*Stated goal A*:
Answer the following questions about the engine patent excerpt, marking each answer with the same numeral as its question:
(i) Which two U.S. patents does the engine otherwise follow in its construction?
(ii) What kind of view is FIG. 2?
(iii) How many engine cylinders are formed through the housing, and in what relationship?

--- START Selection ---

The present invention also includes an opposed piston engine construction comprising the aforementioned piston construction. Preferably, except for this piston construction, the engine is otherwise constructed in accordance with my U.S. Pat. Nos. 4,198,946 and/or 4,244,338, the disclosures of which being incorporated by reference herein.

BRIEF DESCRIPTION OF THE DRAWING

A better understanding of the present invention will be had upon reference to the following detailed description, when read in conjunction with the accompanying drawing, wherein like reference characters refer to like parts throughout the several views, and in which:

FIG. 1 is a fragmentary plan view of the preferred embodiment of the present invention, with parts removed for clarity;

FIG. 2 is an axial plan view of the preferred embodiment of the present invention, with parts removed for clarity; and

FIG. 3 is a fragmentary sectional view of the preferred embodiment of the present invention.

DETAILED DESCRIPTION OF THE PREFERRED EMBODIMENT OF THE PRESENT INVENTION

With reference first to FIGS. 1 and 2, an internal combustion engine 10 incorporating the piston construction according to the present invention is thereshown, first comprising a housing or cylinder block 12 having two engine cylinders 14 formed therethrough in a side-by-side parallel relationship Both of the upper end 16 and the lower end 18 of each cylinder 14 are open in the housing 12.

--- END Selection ---

*Stated goal B*: State only how many lines of the records contain the string "cabinet".

--- START Listed records ---

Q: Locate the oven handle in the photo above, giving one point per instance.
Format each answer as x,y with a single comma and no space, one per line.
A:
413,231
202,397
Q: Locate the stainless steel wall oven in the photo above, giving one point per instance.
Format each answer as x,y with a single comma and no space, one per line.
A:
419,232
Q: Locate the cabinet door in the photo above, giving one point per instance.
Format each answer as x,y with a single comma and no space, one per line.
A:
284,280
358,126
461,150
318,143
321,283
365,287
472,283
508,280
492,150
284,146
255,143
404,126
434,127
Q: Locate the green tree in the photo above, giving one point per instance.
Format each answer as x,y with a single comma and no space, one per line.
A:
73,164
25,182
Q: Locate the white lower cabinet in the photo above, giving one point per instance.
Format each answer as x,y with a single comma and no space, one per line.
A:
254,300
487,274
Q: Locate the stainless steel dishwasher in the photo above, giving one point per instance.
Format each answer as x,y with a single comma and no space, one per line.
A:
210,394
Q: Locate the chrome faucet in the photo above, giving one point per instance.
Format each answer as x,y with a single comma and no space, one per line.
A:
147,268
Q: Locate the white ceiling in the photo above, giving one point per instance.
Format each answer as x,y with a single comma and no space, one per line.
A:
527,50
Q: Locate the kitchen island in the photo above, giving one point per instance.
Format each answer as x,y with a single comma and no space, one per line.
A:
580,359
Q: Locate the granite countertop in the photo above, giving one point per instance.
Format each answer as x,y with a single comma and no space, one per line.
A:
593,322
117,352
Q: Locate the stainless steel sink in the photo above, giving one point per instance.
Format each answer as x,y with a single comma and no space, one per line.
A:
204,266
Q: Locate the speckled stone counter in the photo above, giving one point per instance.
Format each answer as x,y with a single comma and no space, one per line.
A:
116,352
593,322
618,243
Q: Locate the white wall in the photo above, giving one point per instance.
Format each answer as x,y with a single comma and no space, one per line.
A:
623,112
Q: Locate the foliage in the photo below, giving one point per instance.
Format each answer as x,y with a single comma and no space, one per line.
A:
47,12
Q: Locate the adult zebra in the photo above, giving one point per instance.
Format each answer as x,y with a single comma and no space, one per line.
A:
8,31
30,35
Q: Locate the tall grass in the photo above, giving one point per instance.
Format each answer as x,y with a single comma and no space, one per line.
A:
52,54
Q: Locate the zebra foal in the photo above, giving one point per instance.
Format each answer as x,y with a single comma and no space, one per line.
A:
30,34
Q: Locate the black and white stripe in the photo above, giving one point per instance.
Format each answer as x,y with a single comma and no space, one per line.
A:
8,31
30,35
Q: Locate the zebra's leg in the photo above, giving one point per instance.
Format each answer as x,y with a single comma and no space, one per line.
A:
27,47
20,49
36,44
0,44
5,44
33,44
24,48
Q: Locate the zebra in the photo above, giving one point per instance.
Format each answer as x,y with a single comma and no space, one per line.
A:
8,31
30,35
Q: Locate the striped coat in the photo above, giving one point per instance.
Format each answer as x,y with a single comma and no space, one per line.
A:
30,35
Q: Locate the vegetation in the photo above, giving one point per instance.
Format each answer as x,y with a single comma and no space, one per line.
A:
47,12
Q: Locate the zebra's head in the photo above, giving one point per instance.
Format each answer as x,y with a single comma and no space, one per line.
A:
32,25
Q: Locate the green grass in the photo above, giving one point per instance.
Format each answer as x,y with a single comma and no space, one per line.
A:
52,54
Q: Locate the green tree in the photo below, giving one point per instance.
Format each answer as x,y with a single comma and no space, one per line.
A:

--- END Listed records ---

*Complete answer A*:
(i) U.S. Pat. Nos. 4,198,946 and/or 4,244,338
(ii) An axial plan view of the preferred embodiment of the present invention, with parts removed for clarity
(iii) Two, in a side-by-side parallel relationship

*Complete answer B*: 2